[Data records]
==*==

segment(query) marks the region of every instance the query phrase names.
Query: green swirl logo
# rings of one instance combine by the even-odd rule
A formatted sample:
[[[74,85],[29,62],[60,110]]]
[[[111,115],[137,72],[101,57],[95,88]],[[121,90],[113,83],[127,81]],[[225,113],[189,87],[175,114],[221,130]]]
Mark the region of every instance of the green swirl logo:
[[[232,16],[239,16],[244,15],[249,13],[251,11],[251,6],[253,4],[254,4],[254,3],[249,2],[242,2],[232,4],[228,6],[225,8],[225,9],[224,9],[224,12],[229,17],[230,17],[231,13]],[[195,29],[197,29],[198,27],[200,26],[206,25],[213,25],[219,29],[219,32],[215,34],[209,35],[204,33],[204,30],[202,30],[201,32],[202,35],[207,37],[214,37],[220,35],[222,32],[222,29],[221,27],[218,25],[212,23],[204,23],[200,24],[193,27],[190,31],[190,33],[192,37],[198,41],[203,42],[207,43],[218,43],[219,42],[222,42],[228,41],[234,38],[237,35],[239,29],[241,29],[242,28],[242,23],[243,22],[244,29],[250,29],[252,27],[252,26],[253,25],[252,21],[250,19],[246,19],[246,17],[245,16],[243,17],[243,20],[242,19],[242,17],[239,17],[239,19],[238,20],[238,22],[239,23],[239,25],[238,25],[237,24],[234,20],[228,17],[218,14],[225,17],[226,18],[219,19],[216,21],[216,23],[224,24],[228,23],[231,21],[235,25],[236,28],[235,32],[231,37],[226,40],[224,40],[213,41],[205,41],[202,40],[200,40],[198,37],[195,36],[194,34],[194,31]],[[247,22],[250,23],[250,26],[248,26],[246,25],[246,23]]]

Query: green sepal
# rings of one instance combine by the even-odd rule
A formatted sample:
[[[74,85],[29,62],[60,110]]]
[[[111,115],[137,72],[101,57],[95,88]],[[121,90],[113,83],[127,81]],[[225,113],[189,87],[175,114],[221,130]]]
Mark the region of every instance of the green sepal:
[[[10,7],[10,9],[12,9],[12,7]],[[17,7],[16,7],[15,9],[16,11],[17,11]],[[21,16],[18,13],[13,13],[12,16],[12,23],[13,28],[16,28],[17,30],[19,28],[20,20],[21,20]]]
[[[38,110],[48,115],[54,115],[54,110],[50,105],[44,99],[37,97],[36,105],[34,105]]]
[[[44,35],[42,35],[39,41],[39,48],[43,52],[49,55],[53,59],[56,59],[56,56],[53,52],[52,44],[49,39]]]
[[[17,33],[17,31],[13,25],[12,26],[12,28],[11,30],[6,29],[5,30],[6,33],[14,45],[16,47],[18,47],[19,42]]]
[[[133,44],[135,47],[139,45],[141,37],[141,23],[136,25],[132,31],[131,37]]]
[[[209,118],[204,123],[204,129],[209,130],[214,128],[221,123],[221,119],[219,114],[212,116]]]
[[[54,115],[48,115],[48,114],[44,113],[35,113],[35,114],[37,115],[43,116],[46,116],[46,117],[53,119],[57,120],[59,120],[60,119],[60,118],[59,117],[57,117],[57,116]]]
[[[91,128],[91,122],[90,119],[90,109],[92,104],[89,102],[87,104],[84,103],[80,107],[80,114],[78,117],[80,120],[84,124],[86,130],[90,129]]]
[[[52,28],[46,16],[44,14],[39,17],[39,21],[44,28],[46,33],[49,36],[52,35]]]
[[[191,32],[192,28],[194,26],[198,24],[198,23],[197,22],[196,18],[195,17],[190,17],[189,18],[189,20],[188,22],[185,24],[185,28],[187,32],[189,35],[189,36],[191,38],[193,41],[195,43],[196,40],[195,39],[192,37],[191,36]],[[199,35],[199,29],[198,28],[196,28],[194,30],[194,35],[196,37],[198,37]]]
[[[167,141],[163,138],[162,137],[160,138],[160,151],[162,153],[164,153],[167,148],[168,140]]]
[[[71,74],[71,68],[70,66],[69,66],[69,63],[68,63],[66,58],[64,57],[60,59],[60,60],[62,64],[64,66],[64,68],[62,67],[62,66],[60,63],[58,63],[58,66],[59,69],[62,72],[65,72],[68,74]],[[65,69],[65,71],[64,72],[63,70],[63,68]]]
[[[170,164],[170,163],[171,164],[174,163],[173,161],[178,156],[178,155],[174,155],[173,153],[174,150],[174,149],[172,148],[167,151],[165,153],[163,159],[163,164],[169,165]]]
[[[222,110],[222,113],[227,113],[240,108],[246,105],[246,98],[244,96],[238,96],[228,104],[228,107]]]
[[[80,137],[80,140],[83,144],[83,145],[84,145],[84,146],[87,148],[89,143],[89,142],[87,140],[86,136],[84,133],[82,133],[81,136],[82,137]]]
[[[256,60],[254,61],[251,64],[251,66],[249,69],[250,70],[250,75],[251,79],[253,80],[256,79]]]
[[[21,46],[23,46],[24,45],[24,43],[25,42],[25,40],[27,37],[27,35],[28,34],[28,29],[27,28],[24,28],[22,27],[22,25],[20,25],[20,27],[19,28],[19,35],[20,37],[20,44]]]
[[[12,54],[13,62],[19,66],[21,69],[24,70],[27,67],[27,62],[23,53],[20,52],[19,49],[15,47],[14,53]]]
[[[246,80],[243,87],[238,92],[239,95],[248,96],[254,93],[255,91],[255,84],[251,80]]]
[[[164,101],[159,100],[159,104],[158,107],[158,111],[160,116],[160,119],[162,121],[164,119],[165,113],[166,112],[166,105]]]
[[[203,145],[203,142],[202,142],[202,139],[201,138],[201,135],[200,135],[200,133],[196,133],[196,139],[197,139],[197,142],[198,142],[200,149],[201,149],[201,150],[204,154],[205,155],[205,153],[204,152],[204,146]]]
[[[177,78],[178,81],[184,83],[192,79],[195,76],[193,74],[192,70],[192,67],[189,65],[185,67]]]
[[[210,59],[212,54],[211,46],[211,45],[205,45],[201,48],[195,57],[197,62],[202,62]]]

==*==

▶ [Requirements] Arrange the lines above as a numbered list, leaving out any blank lines.

▶ [Result of the task]
1. segment(query) marks the region of every instance the query phrase names.
2. Query: green swirl logo
3. # rings of one instance combine by the even-odd rule
4. A formatted sample:
5. [[[74,85],[29,62],[60,110]]]
6. [[[111,115],[137,72],[101,57],[95,88]],[[121,90],[113,83],[127,81]],[[225,113],[189,87],[175,114],[221,130]]]
7. Mark the region of every instance of the green swirl logo:
8. [[[232,16],[239,16],[244,15],[249,13],[251,11],[251,6],[253,4],[254,4],[254,3],[249,2],[242,2],[232,4],[228,6],[225,8],[225,9],[224,9],[224,12],[229,17],[230,17],[231,13]],[[195,29],[197,29],[198,27],[200,26],[206,25],[213,25],[219,29],[219,32],[215,34],[209,35],[204,33],[204,30],[202,30],[201,32],[202,35],[207,37],[214,37],[220,35],[222,32],[222,29],[221,27],[218,25],[212,23],[204,23],[200,24],[193,27],[190,31],[190,33],[192,37],[198,41],[203,42],[207,43],[218,43],[219,42],[222,42],[228,41],[234,38],[237,35],[239,29],[241,29],[242,28],[242,23],[243,22],[244,29],[250,29],[252,27],[252,26],[253,25],[252,21],[250,19],[246,19],[246,17],[245,16],[243,17],[243,20],[242,19],[242,17],[239,17],[239,19],[238,20],[238,22],[239,23],[239,25],[238,25],[237,24],[234,20],[228,17],[218,14],[225,17],[226,18],[219,19],[216,21],[216,23],[224,24],[228,23],[231,21],[235,25],[236,28],[235,32],[231,37],[226,40],[224,40],[213,41],[205,41],[202,40],[200,40],[198,37],[195,36],[194,34],[194,31]],[[247,22],[250,23],[250,26],[248,26],[246,25],[246,23]]]
9. Query: green sepal
10. # rings of one instance combine by the even-odd rule
11. A formatted sample:
12. [[[74,85],[29,62],[60,110]]]
13. [[[111,115],[137,72],[101,57],[95,88]],[[121,90],[113,83],[127,81]],[[225,113],[189,87],[175,114],[221,130]]]
14. Mark the region of every instance of the green sepal:
15. [[[10,7],[10,9],[12,9],[12,7]],[[17,7],[16,7],[15,9],[16,11],[17,11]],[[21,16],[18,13],[13,13],[12,16],[12,23],[13,28],[16,28],[17,30],[19,28],[20,20],[21,20]]]
16. [[[38,110],[48,115],[54,115],[54,110],[50,105],[44,99],[37,97],[36,105],[34,105]]]
17. [[[44,35],[42,35],[39,41],[39,48],[43,52],[49,55],[53,59],[56,59],[56,56],[53,52],[52,44],[49,39]]]
18. [[[17,33],[17,31],[13,25],[12,26],[12,28],[11,30],[6,29],[5,30],[6,33],[14,45],[16,47],[18,47],[19,42]]]
19. [[[133,44],[135,47],[139,45],[141,37],[141,23],[136,25],[132,31],[131,37]]]
20. [[[209,118],[204,123],[204,129],[209,130],[214,128],[221,123],[221,119],[219,114],[212,116]]]
21. [[[54,115],[48,115],[48,114],[44,113],[35,113],[35,114],[37,115],[43,116],[46,116],[46,117],[53,119],[57,120],[59,120],[60,119],[60,118],[59,117],[57,117],[57,116]]]
22. [[[91,128],[91,122],[90,119],[90,109],[92,104],[89,102],[87,104],[84,103],[80,107],[80,114],[78,117],[80,120],[84,124],[86,130],[90,129]]]
23. [[[52,28],[46,16],[44,14],[39,17],[39,21],[44,28],[46,33],[49,36],[52,35]]]
24. [[[191,32],[192,28],[194,26],[198,24],[198,23],[197,22],[196,18],[195,17],[190,17],[189,18],[189,20],[188,22],[185,24],[185,28],[187,32],[189,35],[189,36],[191,38],[193,41],[195,43],[196,40],[195,39],[192,37],[191,36]],[[199,35],[199,29],[198,28],[196,28],[194,30],[194,35],[196,37],[198,37]]]
25. [[[167,141],[163,138],[162,137],[160,138],[160,151],[162,153],[164,153],[167,148],[168,140]]]
26. [[[71,74],[71,68],[70,66],[69,66],[69,63],[68,63],[66,58],[64,57],[60,59],[60,60],[62,64],[64,66],[64,68],[62,67],[62,66],[60,63],[58,63],[58,66],[59,69],[62,72],[65,72],[68,74]],[[65,69],[65,71],[64,72],[63,70],[63,68]]]
27. [[[170,164],[170,163],[171,164],[174,163],[173,161],[178,156],[178,155],[174,155],[173,153],[174,150],[174,149],[172,148],[167,151],[165,153],[163,159],[163,164],[169,165]]]
28. [[[222,110],[222,113],[227,113],[240,108],[246,105],[246,98],[244,96],[238,96],[228,104],[228,107]]]
29. [[[80,137],[80,140],[83,144],[83,145],[84,145],[84,146],[87,148],[89,143],[89,142],[87,140],[86,136],[84,133],[82,133],[81,136],[82,137]]]
30. [[[256,60],[254,61],[251,64],[251,66],[249,69],[250,70],[250,75],[251,79],[253,80],[256,79]]]
31. [[[21,46],[23,46],[24,45],[24,43],[25,42],[25,40],[27,37],[27,35],[28,34],[28,29],[27,28],[24,28],[22,27],[22,25],[20,25],[20,27],[19,28],[19,35],[20,37],[20,44]]]
32. [[[12,54],[13,62],[19,66],[21,69],[24,70],[27,67],[27,62],[23,53],[20,52],[19,49],[15,47],[14,53]]]
33. [[[246,80],[243,87],[238,92],[239,95],[248,96],[254,93],[255,91],[255,84],[251,80]]]
34. [[[164,101],[159,100],[159,104],[158,107],[158,111],[160,116],[160,119],[162,121],[164,119],[165,113],[166,112],[166,105]]]
35. [[[203,145],[203,142],[202,142],[202,139],[201,138],[201,135],[200,135],[200,133],[196,133],[196,139],[197,139],[197,142],[198,142],[200,149],[201,149],[201,150],[204,154],[205,155],[205,153],[204,152],[204,146]]]
36. [[[177,78],[178,81],[184,83],[192,79],[195,76],[193,74],[192,70],[192,67],[189,65],[185,67]]]
37. [[[210,59],[212,54],[211,46],[211,45],[205,45],[201,48],[195,57],[197,62],[202,62]]]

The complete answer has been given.